[Data for the task Boundary: Start]

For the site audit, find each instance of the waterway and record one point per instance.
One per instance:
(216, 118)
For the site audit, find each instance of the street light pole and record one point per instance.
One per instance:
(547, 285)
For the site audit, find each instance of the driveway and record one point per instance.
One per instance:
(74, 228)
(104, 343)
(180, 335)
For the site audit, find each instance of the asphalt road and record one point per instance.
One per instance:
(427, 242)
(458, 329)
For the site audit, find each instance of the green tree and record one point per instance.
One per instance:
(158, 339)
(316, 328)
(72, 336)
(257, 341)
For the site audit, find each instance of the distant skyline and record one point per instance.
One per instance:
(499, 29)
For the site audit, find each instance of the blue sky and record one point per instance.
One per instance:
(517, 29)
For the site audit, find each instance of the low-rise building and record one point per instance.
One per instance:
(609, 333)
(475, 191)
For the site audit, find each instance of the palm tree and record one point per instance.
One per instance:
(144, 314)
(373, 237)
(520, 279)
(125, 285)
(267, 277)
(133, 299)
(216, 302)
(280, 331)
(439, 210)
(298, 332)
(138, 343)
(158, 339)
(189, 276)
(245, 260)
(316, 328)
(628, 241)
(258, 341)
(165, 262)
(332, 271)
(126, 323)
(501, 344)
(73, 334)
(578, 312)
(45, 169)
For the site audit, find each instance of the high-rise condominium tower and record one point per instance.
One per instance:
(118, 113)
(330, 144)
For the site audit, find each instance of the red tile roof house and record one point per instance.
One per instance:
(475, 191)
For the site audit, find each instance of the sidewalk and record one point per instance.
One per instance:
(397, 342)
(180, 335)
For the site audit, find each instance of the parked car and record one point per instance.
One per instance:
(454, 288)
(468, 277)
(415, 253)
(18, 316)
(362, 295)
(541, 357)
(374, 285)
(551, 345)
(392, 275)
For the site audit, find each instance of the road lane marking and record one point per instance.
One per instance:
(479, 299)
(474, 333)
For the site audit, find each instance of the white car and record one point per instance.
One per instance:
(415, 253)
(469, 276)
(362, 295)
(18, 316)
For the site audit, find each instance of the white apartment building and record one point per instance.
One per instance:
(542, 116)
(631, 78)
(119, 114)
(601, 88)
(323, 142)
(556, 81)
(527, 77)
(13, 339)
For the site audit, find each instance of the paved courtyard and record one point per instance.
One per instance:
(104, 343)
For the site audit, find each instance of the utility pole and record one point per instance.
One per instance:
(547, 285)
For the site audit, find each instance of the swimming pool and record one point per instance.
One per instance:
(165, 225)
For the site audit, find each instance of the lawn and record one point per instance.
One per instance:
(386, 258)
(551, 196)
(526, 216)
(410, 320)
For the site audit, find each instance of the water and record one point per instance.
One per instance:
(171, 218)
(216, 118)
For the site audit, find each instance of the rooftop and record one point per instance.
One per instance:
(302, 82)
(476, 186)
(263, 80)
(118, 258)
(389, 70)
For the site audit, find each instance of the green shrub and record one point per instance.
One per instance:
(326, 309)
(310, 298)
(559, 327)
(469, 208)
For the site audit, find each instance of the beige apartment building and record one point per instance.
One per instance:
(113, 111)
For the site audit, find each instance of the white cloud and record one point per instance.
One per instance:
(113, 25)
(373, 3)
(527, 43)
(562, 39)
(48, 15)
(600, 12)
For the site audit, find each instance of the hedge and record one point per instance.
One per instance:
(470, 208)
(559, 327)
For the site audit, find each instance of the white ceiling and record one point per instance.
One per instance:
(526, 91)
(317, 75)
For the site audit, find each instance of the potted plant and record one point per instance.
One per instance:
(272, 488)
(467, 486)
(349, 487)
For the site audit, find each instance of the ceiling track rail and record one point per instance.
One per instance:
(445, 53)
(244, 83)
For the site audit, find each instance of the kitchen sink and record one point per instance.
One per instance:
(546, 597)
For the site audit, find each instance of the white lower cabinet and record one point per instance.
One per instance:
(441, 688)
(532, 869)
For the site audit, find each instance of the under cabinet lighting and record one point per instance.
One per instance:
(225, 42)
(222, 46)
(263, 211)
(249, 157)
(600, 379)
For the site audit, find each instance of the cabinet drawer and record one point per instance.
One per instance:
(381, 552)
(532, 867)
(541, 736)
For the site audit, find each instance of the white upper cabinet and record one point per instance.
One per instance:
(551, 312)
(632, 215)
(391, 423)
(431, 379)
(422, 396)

[Data for the task Boundary: End]

- Work to complete -
Select and copy every line of the listing with the word "road".

- Solution to the problem -
For the site audit, find each instance of the asphalt road and record one point per instance.
For the site audit, find each instance of the road lane marking and record one point per instance.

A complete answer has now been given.